Work instructions
1. In the Manson biography, condense the paragraph that begins "In the B.C. legislature" into a bulleted list that keeps its main facts.
2. According to the Manson biography, in what year did Manson become the first lawyer to practice in Prince Rupert, British Columbia?

Study text
☆ ☆ ☆ ☆ ☆

Alexander Malcolm Manson (October 7, 1883 – September 25, 1964) was a British Columbia judge and politician in the Liberal Party. Positions he held included Speaker, Minister of Labour and Attorney General. He was later appointed to the Supreme Court of British Columbia.

Biography 
Alexander Malcolm Manson was born in St. Louis, Missouri on October 7, 1883. After completing a bachelor's degree at the University of Toronto, Manson studied at Osgoode Hall Law School. In 1908, he became the first lawyer to practice in Prince Rupert, British Columbia. He married Stella Beckwith on June 29, 1909.

In the B.C. legislature, he represented the district of Omineca where he was elected in 1916, and re-elected four times in the 1920s and 1930s. He was Speaker of the Legislative Assembly in 1921. From April 12, 1922 to August 17, 1927, he was both Attorney General and Minister of Labour in John Oliver's Liberal government. As Attorney General, he was criticized for his handling of the 1924 Janet Smith murder case, which would damage his political career. Nevertheless, he continued in this dual role in John Duncan MacLean's government from 20 August 1927 to 20 August 1928. His legislative work included interest in liquor laws, narcotics laws, the Pacific Great Eastern Railway, and game conservation laws.

☆ ☆ ☆ ☆ ☆

Exercise data

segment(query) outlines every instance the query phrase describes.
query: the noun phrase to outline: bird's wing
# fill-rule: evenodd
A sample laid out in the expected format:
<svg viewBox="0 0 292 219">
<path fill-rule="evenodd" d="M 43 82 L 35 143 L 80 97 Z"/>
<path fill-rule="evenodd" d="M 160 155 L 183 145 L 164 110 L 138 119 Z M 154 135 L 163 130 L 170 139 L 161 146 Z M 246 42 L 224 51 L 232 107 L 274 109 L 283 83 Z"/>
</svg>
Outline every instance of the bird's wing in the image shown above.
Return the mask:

☆ ☆ ☆ ☆ ☆

Task-by-task answers
1.
- Represented Omineca in the B.C. legislature: elected in 1916, re-elected four times in the 1920s and 1930s
- Speaker of the Legislative Assembly in 1921
- Attorney General and Minister of Labour in John Oliver's Liberal government, April 12, 1922 to August 17, 1927
- Criticized as Attorney General for his handling of the 1924 Janet Smith murder case, which damaged his political career
- Held both posts again in John Duncan MacLean's government, August 20, 1927 to August 20, 1928
- Legislative interests: liquor laws, narcotics laws, the Pacific Great Eastern Railway, and game conservation laws

2. 1908